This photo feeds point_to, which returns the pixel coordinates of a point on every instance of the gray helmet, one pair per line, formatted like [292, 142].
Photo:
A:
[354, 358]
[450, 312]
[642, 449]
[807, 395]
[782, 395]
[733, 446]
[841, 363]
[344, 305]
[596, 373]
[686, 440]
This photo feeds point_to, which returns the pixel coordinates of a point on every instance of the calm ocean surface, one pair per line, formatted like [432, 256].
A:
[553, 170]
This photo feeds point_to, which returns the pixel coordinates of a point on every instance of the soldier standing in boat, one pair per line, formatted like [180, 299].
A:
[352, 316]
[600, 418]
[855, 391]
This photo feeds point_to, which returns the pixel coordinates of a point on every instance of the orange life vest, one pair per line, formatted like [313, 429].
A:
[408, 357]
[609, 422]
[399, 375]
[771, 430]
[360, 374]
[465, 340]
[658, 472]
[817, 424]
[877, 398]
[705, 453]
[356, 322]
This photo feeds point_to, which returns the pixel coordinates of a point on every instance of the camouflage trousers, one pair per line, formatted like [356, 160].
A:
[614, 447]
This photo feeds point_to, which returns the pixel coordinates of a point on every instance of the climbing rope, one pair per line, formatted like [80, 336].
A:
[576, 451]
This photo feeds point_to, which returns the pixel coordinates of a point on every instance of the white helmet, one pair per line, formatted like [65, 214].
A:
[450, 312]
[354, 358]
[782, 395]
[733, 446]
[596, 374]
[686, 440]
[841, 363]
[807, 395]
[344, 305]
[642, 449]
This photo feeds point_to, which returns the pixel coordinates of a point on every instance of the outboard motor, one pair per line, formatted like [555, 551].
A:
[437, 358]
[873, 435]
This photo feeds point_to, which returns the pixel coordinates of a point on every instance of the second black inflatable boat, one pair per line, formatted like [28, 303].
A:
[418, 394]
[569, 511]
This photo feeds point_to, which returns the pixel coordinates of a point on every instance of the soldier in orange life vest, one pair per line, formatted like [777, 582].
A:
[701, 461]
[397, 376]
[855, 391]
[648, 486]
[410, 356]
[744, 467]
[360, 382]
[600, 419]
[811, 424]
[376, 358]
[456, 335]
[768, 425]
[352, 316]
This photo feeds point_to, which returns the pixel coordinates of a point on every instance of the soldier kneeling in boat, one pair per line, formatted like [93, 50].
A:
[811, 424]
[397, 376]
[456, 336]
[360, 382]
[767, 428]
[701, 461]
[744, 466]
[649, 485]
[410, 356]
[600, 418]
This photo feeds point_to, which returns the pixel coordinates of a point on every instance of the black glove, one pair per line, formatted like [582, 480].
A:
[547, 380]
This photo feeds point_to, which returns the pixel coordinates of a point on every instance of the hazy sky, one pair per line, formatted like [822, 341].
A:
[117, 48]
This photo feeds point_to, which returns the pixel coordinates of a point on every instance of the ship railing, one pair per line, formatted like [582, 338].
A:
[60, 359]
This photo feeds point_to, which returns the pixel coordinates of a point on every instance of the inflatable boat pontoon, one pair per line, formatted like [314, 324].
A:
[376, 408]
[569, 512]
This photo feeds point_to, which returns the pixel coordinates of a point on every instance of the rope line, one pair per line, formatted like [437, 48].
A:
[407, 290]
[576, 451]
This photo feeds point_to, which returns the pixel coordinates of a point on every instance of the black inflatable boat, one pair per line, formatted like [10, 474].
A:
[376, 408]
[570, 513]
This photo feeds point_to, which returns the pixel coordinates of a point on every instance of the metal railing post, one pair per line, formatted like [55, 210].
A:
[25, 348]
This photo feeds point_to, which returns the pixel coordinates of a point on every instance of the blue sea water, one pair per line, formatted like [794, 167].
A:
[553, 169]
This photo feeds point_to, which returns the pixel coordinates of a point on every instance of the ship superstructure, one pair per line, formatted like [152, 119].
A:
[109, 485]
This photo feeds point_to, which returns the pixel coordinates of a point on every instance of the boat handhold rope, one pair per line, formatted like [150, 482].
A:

------------------------------------

◆ **What is needed**
Please write out every row above again, swapping "pixel coordinates" for "image coordinates" wherever it occurs and keeping everything else the same.

◆ **The output**
This photo feeds point_to, which returns the image coordinates of a point on every instance of the gray helmet, one pair per line, formatted like [292, 142].
Photo:
A:
[354, 358]
[450, 312]
[642, 449]
[807, 395]
[782, 395]
[733, 446]
[841, 363]
[344, 305]
[596, 373]
[686, 440]
This photo feeds point_to, which returns the image coordinates of a point on every instance of the calm ocean surface, one pair per line, formatted like [432, 256].
A:
[553, 170]
This photo feeds point_to, which returns the image coordinates of a point on every instance of the soldier standing in boat, one pair per line, formatted like [180, 299].
A:
[352, 316]
[600, 418]
[855, 391]
This photo feeds point_to, which returns the image coordinates of a point on every instance of the orange life vest, one pair per line, formatted like [313, 429].
A:
[408, 357]
[609, 422]
[399, 375]
[771, 430]
[360, 374]
[465, 340]
[658, 472]
[817, 424]
[877, 398]
[705, 453]
[356, 322]
This photo feeds point_to, which returns the image coordinates of a point on every instance of the camouflage trousers, one pair per line, formatted like [356, 160].
A:
[614, 447]
This photo feeds point_to, which returns the image coordinates of a point on every instance of the climbing rope, one pair per line, formatted like [80, 336].
A:
[576, 451]
This photo feeds point_to, which returns the image coordinates of a point on every instance of the white helmet, one pair per line, formatted like [65, 214].
A:
[450, 312]
[354, 358]
[782, 395]
[733, 446]
[596, 374]
[686, 440]
[841, 363]
[807, 395]
[344, 305]
[642, 449]
This photo feeds point_to, which returns the image coordinates of a point on every instance of the outboard motor, one pair per line, formatted like [555, 551].
A:
[437, 358]
[873, 435]
This photo feeds point_to, which returns the image coordinates of a point on every instance of the second black inflatable boat, one pair per line, formatted like [28, 303].
A:
[418, 394]
[569, 511]
This photo feeds point_to, which returns the image coordinates of a point on every instance of the soldier in orange life vest, one pair per line, formatted like [777, 582].
A:
[701, 461]
[397, 376]
[855, 391]
[648, 486]
[410, 356]
[744, 467]
[360, 382]
[600, 419]
[811, 424]
[376, 358]
[456, 335]
[768, 425]
[352, 316]
This photo feeds point_to, which returns the image coordinates of a point on every instance of the soldier kneeling in boat, one pair per line, formatted like [93, 50].
A:
[811, 424]
[397, 376]
[456, 336]
[360, 382]
[767, 428]
[701, 461]
[744, 466]
[649, 485]
[410, 356]
[600, 418]
This photo feeds point_to, which returns the image coordinates of a point on every instance of the black glove, one pair per line, formatted like [582, 480].
A:
[547, 380]
This photo feeds point_to, which returns the image coordinates of a point on every instance of the hazy sky, one pair per line, formatted like [822, 341].
A:
[117, 48]
This photo feeds point_to, which returns the image coordinates of a point on every instance of the ship railing, one pair per line, formatted like [582, 338].
A:
[60, 359]
This photo feeds point_to, which returns the image coordinates of a point on every instance of the inflatable boat pontoon, one pair per line, formatted like [314, 324].
A:
[376, 408]
[569, 512]
This photo feeds point_to, which returns the image coordinates of a point on every instance of the rope line, one pair per line, formatted like [437, 48].
A:
[407, 290]
[576, 451]
This photo feeds point_to, which returns the image coordinates of a point on every instance of the black inflatable boat, one pair per line, formatted like [10, 474].
A:
[376, 408]
[570, 513]
This photo feeds point_to, which returns the image coordinates of a point on every instance of the metal railing post, one pair per line, formatted like [55, 210].
A:
[25, 348]
This photo feeds point_to, which returns the image coordinates of a point on every instance of the blue sea water, one pair per line, formatted like [794, 167].
A:
[553, 169]
This photo feeds point_to, which returns the image coordinates of a point on every instance of the ship superstructure, one pair per line, formatted like [152, 119].
A:
[109, 485]
This photo feeds point_to, which returns the image coordinates of a point on every instance of the boat handhold rope, one pair per line, formatted like [150, 482].
A:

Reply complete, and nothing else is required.